TASK DESCRIPTION - Find each line in the entries below that contains the word "wheel" and copy those lines.

DATA SHOWN -
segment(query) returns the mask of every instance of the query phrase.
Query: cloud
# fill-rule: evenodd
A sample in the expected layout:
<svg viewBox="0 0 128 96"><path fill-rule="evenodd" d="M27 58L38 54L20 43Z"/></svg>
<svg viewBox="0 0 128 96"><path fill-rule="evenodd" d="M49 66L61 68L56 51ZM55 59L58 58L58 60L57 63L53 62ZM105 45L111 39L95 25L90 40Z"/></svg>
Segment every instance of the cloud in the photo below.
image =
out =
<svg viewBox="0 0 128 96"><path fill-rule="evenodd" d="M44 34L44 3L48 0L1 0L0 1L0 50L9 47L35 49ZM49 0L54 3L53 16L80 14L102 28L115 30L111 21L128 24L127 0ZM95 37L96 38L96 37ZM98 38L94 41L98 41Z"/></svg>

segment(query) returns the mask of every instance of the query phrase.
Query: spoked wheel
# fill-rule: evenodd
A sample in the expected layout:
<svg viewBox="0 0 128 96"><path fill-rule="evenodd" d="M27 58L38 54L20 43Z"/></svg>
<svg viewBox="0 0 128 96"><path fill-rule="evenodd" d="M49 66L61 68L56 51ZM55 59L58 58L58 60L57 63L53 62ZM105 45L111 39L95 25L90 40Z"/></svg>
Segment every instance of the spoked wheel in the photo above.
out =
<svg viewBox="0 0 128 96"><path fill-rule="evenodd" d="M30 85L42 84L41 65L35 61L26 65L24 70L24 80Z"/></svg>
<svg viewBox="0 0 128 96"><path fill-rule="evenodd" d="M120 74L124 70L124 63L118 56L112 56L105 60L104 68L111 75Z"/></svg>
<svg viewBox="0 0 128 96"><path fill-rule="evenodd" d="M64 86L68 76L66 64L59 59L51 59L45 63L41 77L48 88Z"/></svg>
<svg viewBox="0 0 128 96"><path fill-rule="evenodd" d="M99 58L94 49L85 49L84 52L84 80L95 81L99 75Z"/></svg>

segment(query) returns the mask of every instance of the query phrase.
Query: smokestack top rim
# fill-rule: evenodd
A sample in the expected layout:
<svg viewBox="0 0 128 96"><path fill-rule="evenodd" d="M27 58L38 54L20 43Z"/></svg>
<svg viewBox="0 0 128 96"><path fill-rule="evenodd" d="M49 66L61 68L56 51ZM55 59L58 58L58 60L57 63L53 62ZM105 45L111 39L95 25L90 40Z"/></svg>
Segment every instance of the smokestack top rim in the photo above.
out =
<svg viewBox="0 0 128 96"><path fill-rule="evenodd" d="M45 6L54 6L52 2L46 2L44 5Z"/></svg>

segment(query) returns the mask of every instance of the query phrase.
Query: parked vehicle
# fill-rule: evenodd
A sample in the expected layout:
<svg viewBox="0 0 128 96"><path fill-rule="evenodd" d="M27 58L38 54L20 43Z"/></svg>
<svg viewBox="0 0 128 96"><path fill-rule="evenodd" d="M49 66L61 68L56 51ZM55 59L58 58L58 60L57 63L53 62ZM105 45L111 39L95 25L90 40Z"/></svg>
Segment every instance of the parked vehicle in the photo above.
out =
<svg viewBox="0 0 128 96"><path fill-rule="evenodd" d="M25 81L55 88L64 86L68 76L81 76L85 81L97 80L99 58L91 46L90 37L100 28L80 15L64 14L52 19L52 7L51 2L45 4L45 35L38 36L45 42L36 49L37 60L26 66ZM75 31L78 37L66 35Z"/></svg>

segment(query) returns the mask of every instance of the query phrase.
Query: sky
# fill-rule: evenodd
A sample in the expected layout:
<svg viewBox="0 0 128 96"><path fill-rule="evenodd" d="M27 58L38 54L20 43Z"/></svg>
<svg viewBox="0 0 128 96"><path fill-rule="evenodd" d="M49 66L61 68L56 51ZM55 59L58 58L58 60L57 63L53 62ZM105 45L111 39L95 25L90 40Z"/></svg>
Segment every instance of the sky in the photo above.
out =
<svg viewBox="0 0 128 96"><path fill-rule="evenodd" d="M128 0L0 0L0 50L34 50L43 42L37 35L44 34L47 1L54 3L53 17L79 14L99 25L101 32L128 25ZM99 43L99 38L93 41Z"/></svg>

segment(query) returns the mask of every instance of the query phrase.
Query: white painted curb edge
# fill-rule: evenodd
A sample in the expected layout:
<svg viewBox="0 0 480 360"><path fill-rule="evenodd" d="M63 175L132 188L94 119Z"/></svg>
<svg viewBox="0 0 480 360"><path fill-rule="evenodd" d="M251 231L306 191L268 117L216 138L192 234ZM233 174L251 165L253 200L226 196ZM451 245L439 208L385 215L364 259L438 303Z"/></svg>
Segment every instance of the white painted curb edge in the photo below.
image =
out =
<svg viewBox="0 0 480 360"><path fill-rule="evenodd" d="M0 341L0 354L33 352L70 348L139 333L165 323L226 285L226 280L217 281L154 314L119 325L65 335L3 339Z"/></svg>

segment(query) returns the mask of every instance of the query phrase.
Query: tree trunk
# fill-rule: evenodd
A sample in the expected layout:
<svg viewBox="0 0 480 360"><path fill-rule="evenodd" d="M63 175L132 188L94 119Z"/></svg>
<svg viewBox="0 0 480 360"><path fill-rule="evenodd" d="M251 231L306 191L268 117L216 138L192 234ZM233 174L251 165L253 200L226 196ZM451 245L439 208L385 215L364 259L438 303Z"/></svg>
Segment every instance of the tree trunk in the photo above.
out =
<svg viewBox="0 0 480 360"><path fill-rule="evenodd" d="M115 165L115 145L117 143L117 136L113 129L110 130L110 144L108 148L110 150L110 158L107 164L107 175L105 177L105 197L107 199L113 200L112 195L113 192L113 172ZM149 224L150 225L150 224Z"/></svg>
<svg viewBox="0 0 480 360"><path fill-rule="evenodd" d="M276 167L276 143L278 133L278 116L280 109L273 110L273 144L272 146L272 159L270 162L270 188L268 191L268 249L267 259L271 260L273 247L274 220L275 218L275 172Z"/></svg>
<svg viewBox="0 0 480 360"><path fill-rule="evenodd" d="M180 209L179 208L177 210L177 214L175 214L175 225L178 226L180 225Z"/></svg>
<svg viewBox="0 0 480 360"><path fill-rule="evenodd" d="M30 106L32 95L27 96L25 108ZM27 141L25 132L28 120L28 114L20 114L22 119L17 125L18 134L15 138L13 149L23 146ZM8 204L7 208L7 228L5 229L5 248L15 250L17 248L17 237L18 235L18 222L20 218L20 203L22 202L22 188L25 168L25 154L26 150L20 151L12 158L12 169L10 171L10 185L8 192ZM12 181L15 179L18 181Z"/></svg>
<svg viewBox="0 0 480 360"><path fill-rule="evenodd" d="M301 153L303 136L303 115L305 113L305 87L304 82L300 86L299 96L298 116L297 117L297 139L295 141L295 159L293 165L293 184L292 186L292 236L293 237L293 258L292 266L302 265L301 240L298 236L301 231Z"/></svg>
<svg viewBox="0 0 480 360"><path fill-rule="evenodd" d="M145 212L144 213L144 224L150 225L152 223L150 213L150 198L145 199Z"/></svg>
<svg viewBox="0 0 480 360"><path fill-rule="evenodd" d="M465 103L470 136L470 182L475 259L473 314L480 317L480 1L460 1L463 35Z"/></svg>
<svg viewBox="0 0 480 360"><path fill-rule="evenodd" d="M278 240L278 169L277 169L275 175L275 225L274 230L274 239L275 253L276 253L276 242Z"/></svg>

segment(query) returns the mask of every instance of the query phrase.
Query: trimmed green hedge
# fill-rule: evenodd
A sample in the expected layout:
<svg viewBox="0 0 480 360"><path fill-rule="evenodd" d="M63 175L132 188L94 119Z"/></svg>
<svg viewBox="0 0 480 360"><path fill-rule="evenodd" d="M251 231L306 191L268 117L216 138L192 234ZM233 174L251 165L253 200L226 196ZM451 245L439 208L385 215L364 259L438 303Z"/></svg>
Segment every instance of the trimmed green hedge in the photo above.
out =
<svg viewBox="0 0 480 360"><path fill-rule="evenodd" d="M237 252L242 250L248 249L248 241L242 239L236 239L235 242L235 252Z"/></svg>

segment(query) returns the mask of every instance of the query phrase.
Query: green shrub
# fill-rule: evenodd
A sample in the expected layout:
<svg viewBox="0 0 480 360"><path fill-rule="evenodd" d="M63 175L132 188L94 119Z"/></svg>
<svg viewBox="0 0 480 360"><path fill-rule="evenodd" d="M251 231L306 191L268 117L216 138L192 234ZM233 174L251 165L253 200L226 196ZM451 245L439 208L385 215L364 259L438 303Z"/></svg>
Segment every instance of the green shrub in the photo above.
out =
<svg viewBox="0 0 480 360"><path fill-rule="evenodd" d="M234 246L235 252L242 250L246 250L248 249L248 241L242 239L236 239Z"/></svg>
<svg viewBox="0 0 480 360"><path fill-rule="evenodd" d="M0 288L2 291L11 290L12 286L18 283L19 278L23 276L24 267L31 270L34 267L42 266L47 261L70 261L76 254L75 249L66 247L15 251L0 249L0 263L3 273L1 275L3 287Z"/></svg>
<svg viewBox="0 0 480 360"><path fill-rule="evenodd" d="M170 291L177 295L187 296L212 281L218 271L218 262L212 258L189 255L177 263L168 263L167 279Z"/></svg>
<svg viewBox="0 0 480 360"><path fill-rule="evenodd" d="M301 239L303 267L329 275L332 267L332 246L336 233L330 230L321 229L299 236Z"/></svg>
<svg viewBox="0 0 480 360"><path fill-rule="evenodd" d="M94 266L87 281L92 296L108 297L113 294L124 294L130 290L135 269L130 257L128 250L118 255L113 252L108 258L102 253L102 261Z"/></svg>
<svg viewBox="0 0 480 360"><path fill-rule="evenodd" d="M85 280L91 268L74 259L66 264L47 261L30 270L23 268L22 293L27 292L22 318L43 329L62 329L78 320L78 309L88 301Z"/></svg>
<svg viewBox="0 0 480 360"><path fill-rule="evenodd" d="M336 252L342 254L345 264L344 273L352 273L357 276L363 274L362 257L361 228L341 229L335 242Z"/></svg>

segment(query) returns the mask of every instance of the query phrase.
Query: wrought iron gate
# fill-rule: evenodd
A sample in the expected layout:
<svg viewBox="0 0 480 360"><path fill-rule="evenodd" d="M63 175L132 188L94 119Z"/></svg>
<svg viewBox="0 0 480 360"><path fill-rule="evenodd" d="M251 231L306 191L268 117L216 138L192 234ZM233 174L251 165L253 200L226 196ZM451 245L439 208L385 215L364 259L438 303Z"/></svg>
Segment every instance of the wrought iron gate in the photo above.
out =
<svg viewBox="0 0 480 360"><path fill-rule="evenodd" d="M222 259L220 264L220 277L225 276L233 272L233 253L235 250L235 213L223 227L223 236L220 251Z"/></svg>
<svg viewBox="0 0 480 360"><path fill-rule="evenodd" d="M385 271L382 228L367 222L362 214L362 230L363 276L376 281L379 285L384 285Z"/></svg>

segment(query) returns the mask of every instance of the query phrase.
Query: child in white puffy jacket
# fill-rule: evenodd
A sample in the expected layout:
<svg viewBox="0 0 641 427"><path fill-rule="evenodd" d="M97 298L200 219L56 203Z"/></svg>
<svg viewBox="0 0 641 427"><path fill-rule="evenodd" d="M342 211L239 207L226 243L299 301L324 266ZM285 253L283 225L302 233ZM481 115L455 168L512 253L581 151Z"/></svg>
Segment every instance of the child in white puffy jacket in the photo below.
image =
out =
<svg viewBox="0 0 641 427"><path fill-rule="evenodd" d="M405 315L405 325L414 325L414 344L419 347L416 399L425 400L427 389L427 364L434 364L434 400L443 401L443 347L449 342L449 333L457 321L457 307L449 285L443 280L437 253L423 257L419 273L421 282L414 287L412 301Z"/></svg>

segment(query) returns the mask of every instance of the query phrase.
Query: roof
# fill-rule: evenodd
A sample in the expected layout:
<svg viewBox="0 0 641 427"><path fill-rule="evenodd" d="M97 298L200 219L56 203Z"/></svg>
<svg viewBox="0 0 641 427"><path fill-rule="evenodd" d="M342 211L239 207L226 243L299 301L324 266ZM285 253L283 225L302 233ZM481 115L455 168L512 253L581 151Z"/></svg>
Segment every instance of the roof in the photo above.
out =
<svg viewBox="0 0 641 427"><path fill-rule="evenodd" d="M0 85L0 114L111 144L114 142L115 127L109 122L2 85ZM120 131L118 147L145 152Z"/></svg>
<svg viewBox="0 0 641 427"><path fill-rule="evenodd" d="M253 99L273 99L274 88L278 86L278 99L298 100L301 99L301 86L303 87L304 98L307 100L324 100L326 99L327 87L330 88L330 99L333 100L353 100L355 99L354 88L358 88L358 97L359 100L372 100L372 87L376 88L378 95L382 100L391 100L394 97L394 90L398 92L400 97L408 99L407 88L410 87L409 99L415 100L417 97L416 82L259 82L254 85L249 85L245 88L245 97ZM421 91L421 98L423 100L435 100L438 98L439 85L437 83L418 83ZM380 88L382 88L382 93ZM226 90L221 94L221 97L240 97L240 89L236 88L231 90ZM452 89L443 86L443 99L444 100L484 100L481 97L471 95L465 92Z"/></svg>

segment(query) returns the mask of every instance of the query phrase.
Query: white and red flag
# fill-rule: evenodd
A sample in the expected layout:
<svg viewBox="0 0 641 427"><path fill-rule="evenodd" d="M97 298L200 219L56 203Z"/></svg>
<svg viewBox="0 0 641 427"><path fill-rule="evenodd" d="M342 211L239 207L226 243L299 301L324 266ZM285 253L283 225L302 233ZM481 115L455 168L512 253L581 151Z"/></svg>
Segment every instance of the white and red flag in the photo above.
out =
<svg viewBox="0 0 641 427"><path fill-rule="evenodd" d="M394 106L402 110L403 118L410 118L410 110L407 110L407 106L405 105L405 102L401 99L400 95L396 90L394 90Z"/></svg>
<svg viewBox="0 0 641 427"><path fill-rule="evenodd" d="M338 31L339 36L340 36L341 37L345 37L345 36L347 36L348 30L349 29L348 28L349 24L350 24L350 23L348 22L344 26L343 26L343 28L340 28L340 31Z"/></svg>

FULL OUTPUT -
Query: spoked wheel
Segment every instance of the spoked wheel in the photo above.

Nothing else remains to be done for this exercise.